CHALLENGE A
List every line in the entries below that contains the word "jacket".

DOCUMENT PASSAGE
************

When the first Rector, Walter de Gray, took up
his post in 1207, England was ruled by King John, a man damned by
his nicknames: Lackland and Softsword. Vicious, cruel
and tyrannical, he had already despatched (allegedly with
‘dispiteous torture’) the 17 year-old Prince Arthur (his deceased
elder brother’s son, who had a claim to the throne), and lost
Normandy. His own Barons forced him to sign Magna Carta in 1215; de
Gray was one of his advisors and supporters and so earned promotion
to the Archbishopric of York. But while these great events were
stirring, back in Saltwood villagers were busy expanding the little
stone Church, completed only 50 or 60 years before, with a new aisle
on the North side and a stone tower. Roger Martin comments: ‘Our
world is unimaginably different from that of Walter de Gray, yet, as
generations overlap, there inevitably exists a sense of continuity.

************

Excerpts of location labeling entries:
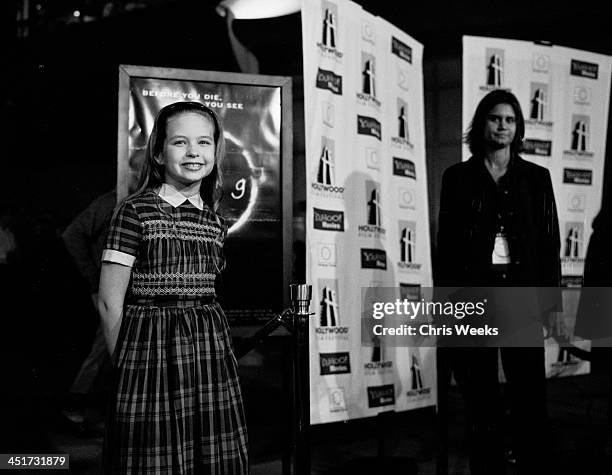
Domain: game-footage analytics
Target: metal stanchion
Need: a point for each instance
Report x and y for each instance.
(295, 319)
(300, 301)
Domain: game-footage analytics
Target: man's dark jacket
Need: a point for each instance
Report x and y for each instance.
(470, 204)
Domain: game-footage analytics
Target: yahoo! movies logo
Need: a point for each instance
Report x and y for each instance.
(334, 363)
(373, 212)
(401, 50)
(329, 80)
(373, 259)
(329, 30)
(367, 96)
(328, 220)
(337, 401)
(577, 176)
(325, 182)
(584, 69)
(404, 168)
(329, 312)
(369, 126)
(407, 247)
(381, 396)
(402, 139)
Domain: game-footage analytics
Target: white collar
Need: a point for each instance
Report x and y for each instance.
(172, 196)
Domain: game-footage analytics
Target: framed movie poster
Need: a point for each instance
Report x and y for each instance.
(257, 200)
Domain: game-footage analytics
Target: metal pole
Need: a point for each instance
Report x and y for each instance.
(300, 300)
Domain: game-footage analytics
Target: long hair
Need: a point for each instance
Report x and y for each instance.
(474, 137)
(152, 175)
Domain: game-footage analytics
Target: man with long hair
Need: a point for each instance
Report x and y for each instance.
(498, 227)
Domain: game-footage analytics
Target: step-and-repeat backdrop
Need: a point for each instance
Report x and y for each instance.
(564, 94)
(367, 211)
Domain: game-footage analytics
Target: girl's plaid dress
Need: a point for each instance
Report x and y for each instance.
(176, 405)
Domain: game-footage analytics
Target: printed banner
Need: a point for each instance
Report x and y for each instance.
(367, 211)
(564, 94)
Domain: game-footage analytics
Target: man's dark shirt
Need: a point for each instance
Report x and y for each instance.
(472, 208)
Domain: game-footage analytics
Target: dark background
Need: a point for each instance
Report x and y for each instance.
(59, 128)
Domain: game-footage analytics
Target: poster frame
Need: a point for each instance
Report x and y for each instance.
(284, 83)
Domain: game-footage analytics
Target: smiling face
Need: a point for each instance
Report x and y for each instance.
(500, 127)
(188, 154)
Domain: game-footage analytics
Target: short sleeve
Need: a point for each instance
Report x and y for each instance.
(124, 236)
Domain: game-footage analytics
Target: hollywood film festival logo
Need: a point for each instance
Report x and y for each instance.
(494, 69)
(373, 227)
(329, 327)
(539, 106)
(378, 363)
(580, 138)
(367, 96)
(381, 396)
(573, 244)
(325, 183)
(329, 31)
(407, 245)
(402, 139)
(417, 380)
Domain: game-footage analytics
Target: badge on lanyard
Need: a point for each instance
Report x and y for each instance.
(501, 252)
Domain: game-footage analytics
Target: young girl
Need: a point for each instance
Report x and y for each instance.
(176, 404)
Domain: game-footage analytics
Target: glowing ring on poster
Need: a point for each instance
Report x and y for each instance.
(256, 177)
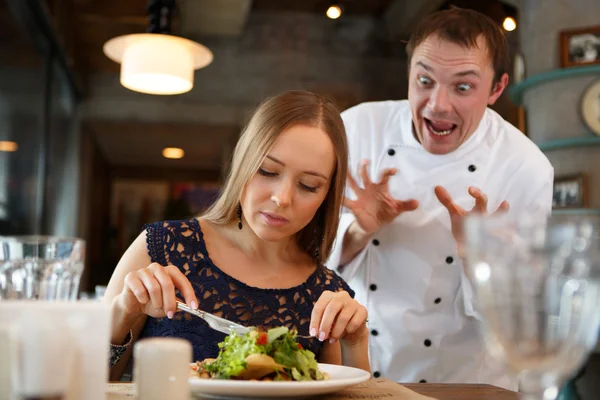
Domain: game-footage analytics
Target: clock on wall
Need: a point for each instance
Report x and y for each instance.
(590, 107)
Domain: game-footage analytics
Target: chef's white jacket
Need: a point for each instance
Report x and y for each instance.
(423, 320)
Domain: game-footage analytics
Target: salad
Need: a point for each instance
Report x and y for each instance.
(258, 355)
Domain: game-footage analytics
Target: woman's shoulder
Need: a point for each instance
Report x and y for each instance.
(165, 238)
(175, 226)
(329, 280)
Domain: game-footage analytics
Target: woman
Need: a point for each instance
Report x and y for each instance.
(255, 256)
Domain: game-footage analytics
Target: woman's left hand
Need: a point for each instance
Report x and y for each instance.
(337, 316)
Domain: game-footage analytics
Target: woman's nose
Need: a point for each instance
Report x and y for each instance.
(283, 196)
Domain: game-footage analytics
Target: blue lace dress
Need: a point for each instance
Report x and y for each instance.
(181, 243)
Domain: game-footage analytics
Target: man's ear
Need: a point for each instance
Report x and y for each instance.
(498, 88)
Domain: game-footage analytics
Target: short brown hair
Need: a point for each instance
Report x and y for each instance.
(274, 116)
(463, 26)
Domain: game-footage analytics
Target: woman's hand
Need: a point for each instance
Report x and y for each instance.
(151, 291)
(337, 316)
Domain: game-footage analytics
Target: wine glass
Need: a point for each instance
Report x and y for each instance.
(537, 286)
(40, 267)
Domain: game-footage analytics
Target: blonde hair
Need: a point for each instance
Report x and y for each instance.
(274, 116)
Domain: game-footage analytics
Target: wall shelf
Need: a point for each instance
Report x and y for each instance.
(569, 142)
(515, 92)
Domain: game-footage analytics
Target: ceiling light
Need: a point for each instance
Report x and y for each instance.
(155, 63)
(334, 11)
(8, 146)
(509, 24)
(158, 62)
(174, 153)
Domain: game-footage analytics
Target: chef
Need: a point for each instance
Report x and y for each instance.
(420, 165)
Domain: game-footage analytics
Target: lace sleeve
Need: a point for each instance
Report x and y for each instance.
(155, 242)
(330, 280)
(342, 285)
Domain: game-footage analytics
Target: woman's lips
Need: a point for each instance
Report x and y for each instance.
(273, 219)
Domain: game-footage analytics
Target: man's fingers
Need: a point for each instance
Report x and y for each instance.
(407, 205)
(353, 185)
(503, 207)
(480, 200)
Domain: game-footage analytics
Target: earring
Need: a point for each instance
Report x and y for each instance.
(240, 216)
(319, 240)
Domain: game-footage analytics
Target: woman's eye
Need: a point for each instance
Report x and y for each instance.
(464, 87)
(266, 173)
(312, 189)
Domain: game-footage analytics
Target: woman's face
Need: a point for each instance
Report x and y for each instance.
(291, 183)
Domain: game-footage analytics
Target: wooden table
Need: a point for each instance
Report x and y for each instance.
(462, 391)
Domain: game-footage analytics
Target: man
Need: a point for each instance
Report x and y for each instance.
(431, 161)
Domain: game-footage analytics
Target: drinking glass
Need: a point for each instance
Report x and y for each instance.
(537, 286)
(40, 267)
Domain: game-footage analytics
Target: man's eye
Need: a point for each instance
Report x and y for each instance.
(464, 87)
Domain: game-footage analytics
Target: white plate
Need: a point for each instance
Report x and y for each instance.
(340, 377)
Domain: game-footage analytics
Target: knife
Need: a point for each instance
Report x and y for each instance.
(217, 323)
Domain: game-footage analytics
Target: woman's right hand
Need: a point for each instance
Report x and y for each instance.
(374, 206)
(151, 291)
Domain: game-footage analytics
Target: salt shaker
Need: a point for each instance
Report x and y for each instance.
(162, 368)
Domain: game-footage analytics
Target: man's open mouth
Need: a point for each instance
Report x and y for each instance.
(440, 128)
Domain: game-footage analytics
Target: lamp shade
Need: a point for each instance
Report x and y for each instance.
(156, 63)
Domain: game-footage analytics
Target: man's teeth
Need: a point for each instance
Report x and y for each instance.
(438, 132)
(441, 133)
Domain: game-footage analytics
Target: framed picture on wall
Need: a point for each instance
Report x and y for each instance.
(570, 192)
(580, 47)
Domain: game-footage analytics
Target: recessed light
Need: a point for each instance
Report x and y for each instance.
(334, 12)
(509, 24)
(173, 153)
(8, 146)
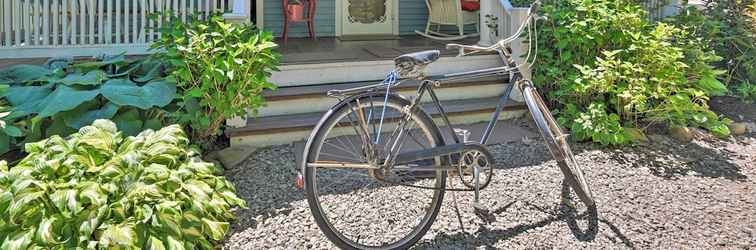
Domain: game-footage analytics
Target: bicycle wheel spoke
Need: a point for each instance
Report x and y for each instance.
(351, 193)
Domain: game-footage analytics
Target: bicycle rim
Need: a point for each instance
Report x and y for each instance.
(558, 146)
(379, 213)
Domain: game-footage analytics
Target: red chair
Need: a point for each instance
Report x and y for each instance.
(295, 13)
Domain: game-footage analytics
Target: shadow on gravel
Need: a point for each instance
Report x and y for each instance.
(485, 237)
(669, 159)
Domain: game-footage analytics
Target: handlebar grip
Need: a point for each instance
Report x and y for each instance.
(535, 6)
(452, 46)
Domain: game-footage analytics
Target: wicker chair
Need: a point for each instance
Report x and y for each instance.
(451, 12)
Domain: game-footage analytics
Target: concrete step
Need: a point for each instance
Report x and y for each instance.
(309, 99)
(283, 129)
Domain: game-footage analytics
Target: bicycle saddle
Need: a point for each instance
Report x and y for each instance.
(412, 64)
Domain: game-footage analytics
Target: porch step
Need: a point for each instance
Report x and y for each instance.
(308, 99)
(283, 129)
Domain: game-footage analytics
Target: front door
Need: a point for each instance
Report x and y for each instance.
(367, 17)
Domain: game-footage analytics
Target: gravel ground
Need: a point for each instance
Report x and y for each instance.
(659, 195)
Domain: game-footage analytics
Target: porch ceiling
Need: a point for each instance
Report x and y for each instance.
(331, 49)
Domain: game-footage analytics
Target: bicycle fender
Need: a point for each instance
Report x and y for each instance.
(328, 114)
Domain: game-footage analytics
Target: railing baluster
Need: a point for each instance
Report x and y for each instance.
(151, 37)
(100, 22)
(55, 17)
(118, 22)
(83, 21)
(27, 23)
(142, 33)
(109, 22)
(135, 21)
(46, 22)
(126, 21)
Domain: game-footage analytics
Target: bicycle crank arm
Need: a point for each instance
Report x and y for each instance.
(438, 151)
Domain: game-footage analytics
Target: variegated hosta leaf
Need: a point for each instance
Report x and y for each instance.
(96, 189)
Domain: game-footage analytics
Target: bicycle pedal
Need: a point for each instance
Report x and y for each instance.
(480, 208)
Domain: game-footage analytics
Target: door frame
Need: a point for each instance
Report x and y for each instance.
(394, 18)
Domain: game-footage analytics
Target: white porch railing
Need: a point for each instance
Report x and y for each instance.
(45, 28)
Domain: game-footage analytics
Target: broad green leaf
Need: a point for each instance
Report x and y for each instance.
(23, 73)
(66, 202)
(45, 233)
(129, 122)
(12, 131)
(63, 98)
(17, 240)
(128, 93)
(5, 200)
(155, 244)
(24, 95)
(117, 60)
(78, 117)
(4, 143)
(94, 77)
(711, 85)
(91, 192)
(174, 244)
(217, 230)
(153, 124)
(118, 235)
(58, 127)
(24, 202)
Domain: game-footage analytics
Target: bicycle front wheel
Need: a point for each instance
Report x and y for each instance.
(357, 207)
(556, 141)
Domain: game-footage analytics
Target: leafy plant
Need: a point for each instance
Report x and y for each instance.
(729, 28)
(97, 189)
(221, 69)
(58, 98)
(606, 66)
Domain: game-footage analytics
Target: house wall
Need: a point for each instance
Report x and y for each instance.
(325, 16)
(413, 15)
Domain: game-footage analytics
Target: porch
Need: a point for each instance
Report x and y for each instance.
(312, 67)
(333, 49)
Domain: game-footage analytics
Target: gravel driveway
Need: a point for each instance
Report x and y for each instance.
(658, 195)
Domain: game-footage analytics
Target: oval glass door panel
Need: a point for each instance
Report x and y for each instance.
(367, 17)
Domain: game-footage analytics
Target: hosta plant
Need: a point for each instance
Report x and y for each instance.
(97, 189)
(58, 98)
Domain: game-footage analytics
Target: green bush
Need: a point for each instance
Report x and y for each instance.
(97, 189)
(606, 67)
(58, 98)
(729, 28)
(220, 68)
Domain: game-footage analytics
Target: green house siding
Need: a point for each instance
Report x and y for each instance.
(325, 16)
(413, 15)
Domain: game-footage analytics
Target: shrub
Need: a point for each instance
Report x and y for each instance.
(605, 66)
(59, 97)
(729, 28)
(221, 70)
(97, 189)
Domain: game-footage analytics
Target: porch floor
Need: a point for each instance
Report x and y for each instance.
(332, 49)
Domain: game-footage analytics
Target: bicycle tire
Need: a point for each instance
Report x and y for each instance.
(316, 142)
(557, 145)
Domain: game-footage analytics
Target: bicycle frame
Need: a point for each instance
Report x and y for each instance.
(503, 48)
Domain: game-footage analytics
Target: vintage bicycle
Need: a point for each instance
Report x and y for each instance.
(376, 166)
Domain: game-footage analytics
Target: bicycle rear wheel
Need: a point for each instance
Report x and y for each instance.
(556, 141)
(361, 208)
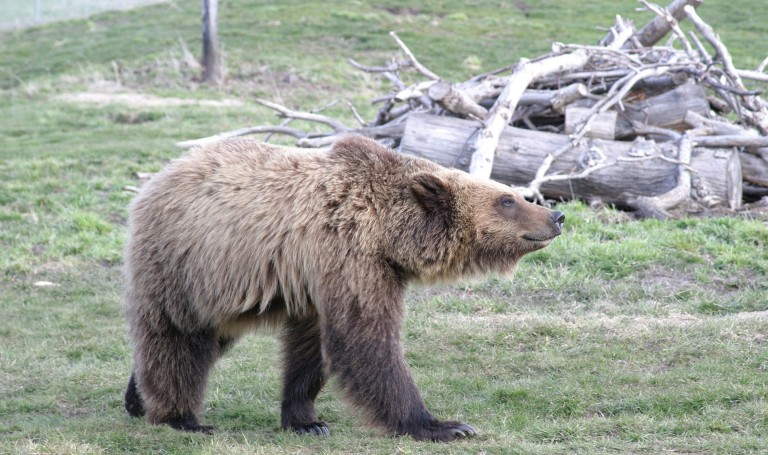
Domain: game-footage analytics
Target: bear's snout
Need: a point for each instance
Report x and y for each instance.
(558, 218)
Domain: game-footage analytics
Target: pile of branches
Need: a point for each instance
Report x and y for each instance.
(626, 122)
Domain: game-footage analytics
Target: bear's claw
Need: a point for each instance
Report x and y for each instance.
(313, 428)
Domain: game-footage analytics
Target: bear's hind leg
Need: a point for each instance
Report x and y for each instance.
(172, 373)
(303, 377)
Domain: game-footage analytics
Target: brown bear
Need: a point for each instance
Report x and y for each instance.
(319, 244)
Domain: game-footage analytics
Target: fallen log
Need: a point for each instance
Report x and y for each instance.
(652, 168)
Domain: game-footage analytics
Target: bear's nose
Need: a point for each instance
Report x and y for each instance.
(559, 218)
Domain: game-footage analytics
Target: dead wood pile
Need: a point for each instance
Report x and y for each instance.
(627, 122)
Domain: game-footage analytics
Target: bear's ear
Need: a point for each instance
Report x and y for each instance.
(431, 191)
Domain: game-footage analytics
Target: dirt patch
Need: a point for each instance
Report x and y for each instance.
(141, 100)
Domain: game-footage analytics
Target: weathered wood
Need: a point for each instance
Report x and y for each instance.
(603, 126)
(666, 110)
(213, 72)
(657, 206)
(644, 167)
(500, 114)
(454, 100)
(754, 169)
(657, 28)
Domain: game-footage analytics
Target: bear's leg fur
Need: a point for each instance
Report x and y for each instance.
(171, 374)
(303, 376)
(133, 402)
(361, 342)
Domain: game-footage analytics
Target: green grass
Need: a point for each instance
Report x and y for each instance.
(621, 337)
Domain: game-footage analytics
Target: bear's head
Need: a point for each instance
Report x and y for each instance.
(472, 226)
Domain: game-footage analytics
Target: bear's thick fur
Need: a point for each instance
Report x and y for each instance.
(320, 244)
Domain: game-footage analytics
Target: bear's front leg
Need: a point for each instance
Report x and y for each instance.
(362, 347)
(302, 376)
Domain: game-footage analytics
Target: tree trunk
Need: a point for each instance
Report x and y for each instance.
(632, 169)
(212, 70)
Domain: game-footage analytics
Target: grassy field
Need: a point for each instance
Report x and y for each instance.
(621, 337)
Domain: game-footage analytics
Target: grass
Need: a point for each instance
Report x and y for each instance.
(621, 337)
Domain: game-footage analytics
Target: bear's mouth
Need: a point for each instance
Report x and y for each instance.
(539, 238)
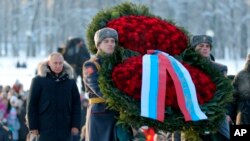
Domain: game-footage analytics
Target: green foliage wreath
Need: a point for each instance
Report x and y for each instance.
(129, 108)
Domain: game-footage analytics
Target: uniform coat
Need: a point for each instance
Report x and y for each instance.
(241, 84)
(100, 122)
(53, 106)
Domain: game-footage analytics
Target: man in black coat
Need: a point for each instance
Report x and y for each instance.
(5, 133)
(53, 106)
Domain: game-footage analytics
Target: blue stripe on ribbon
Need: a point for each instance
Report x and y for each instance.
(188, 89)
(154, 80)
(145, 85)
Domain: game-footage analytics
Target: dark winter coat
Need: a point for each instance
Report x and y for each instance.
(5, 133)
(53, 105)
(241, 84)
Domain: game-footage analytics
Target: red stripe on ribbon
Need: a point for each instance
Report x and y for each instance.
(178, 89)
(162, 75)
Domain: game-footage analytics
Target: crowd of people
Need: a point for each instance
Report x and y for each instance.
(53, 109)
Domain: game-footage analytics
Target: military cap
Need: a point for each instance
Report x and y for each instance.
(197, 39)
(105, 33)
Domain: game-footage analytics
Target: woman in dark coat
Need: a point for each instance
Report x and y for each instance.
(53, 107)
(100, 121)
(241, 84)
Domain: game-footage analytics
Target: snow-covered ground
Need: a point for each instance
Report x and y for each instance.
(9, 73)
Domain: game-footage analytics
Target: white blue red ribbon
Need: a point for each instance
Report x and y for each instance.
(153, 92)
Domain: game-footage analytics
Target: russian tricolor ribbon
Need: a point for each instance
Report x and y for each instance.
(155, 66)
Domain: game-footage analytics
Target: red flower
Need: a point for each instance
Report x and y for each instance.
(152, 33)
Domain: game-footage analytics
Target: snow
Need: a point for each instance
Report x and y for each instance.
(9, 73)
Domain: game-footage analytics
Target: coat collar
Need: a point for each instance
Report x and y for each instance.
(43, 69)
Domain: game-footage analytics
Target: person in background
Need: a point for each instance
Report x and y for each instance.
(241, 94)
(100, 120)
(76, 53)
(202, 44)
(53, 105)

************

CHALLENGE B
Set down the entire passage about Saltwood's first Rector, word for word.

FULL ANSWER A
Target: man's dark jacket
Target: chef's white jacket

FULL ANSWER B
When the first Rector, Walter de Gray, took up
his post in 1207, England was ruled by King John, a man damned by
his nicknames: Lackland and Softsword. Vicious, cruel
and tyrannical, he had already despatched (allegedly with
‘dispiteous torture’) the 17 year-old Prince Arthur (his deceased
elder brother’s son, who had a claim to the throne), and lost
Normandy. His own Barons forced him to sign Magna Carta in 1215; de
Gray was one of his advisors and supporters and so earned promotion
to the Archbishopric of York. But while these great events were
stirring, back in Saltwood villagers were busy expanding the little
stone Church, completed only 50 or 60 years before, with a new aisle
on the North side and a stone tower. Roger Martin comments: ‘Our
world is unimaginably different from that of Walter de Gray, yet, as
generations overlap, there inevitably exists a sense of continuity.